-------- Exercise input
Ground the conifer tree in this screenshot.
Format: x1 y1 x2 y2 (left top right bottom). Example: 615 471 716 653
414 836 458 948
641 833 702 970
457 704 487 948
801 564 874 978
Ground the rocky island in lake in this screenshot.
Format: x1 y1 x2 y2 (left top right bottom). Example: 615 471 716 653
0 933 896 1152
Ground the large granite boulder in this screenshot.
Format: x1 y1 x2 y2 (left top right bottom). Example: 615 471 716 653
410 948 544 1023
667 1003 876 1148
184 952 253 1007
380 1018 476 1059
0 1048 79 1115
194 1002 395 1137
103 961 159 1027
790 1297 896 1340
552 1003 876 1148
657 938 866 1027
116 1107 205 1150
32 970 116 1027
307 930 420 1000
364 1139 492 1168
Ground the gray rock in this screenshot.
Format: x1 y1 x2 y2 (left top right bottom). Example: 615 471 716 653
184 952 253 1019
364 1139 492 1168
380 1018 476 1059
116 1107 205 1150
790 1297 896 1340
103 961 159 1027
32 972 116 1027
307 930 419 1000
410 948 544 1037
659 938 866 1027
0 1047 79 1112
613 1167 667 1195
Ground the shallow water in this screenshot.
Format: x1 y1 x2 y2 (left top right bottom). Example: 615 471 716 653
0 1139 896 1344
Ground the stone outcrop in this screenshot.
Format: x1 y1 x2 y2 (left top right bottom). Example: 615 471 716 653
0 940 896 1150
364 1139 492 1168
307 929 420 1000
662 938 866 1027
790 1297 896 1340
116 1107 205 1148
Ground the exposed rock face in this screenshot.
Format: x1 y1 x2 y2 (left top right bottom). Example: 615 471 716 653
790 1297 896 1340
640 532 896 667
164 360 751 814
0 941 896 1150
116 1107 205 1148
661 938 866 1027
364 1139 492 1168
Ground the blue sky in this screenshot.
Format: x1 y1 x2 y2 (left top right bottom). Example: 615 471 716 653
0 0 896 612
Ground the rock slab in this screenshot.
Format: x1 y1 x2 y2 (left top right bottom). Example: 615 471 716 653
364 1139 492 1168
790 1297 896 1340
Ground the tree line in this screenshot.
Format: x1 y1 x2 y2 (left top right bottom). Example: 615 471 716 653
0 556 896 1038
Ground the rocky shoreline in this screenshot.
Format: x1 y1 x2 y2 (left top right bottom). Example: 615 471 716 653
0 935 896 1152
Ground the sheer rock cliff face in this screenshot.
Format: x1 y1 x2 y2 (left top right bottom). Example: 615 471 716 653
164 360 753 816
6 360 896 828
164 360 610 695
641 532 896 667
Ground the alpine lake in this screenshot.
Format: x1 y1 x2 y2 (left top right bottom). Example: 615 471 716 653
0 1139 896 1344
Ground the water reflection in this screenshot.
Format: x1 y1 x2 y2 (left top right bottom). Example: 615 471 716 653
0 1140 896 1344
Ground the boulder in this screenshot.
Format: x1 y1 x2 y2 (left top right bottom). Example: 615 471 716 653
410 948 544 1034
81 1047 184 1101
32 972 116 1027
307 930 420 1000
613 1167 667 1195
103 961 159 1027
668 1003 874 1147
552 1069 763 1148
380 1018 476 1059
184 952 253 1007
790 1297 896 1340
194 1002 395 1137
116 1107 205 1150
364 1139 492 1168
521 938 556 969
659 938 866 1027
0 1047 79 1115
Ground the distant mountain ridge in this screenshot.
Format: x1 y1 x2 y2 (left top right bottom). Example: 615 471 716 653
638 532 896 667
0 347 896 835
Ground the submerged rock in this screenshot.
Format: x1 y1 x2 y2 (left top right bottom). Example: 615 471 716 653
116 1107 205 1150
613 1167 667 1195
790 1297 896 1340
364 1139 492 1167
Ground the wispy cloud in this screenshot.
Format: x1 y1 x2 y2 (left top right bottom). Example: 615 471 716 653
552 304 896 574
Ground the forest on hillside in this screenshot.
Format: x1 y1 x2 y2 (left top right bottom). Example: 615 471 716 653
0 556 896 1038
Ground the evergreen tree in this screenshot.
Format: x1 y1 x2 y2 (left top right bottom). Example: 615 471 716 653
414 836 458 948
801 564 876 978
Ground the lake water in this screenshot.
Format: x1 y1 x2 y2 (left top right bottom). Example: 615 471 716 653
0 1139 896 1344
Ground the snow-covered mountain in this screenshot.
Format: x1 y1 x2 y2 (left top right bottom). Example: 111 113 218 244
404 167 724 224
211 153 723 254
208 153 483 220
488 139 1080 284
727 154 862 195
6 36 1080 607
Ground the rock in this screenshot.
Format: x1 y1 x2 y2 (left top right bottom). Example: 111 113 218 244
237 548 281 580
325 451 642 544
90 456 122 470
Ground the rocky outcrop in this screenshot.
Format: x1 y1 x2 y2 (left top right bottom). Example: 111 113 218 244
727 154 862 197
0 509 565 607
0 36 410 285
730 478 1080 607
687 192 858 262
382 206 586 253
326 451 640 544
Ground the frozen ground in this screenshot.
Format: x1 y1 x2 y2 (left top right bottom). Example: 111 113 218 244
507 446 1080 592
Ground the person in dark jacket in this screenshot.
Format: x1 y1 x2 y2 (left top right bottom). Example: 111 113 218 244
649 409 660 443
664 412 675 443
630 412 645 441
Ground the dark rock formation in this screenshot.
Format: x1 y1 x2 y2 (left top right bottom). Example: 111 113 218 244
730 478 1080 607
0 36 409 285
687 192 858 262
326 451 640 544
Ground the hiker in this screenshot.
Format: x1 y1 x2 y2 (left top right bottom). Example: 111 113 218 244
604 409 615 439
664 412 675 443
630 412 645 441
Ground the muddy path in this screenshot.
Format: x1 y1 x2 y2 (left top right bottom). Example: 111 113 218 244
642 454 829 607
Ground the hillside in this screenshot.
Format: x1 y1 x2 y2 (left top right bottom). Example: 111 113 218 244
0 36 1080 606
----------------
**Requirement**
Rewrite the stretch of the records from the line containing "Ground the submerged rock in this screenshot." through the line containing "6 36 1080 607", changing "wispy cloud" to "faint cloud" and keeping everything else the same; give only those lines.

**Solution**
Ground the submerged rock in this screenshot.
Format: x1 y1 x2 y2 (left top right bottom). Example: 615 471 716 653
116 1107 205 1150
613 1167 667 1195
790 1297 896 1340
364 1139 492 1167
Ground the faint cloud in this screenshot.
Format: x1 y1 x2 y2 (left top right bottom). Example: 615 471 716 653
552 304 896 574
Ground the forest on hillside in this screenshot.
Format: x1 y1 x2 y2 (left top right bottom). Example: 615 471 716 653
0 556 896 1038
Ground the evergreen tree in this screenshot.
Format: x1 y1 x2 y2 (left top right bottom). Example: 615 471 716 653
414 836 458 948
801 564 876 978
Ground the lake water in this screenshot.
Format: x1 y1 x2 y2 (left top right bottom). Example: 615 471 716 653
0 1139 896 1344
Ground the snow-covered mountain in this screenshot.
Format: x1 y1 x2 y2 (left top right bottom). Example: 111 113 218 244
404 167 724 224
211 153 723 254
208 153 483 220
488 139 1080 284
727 154 862 195
6 36 1080 607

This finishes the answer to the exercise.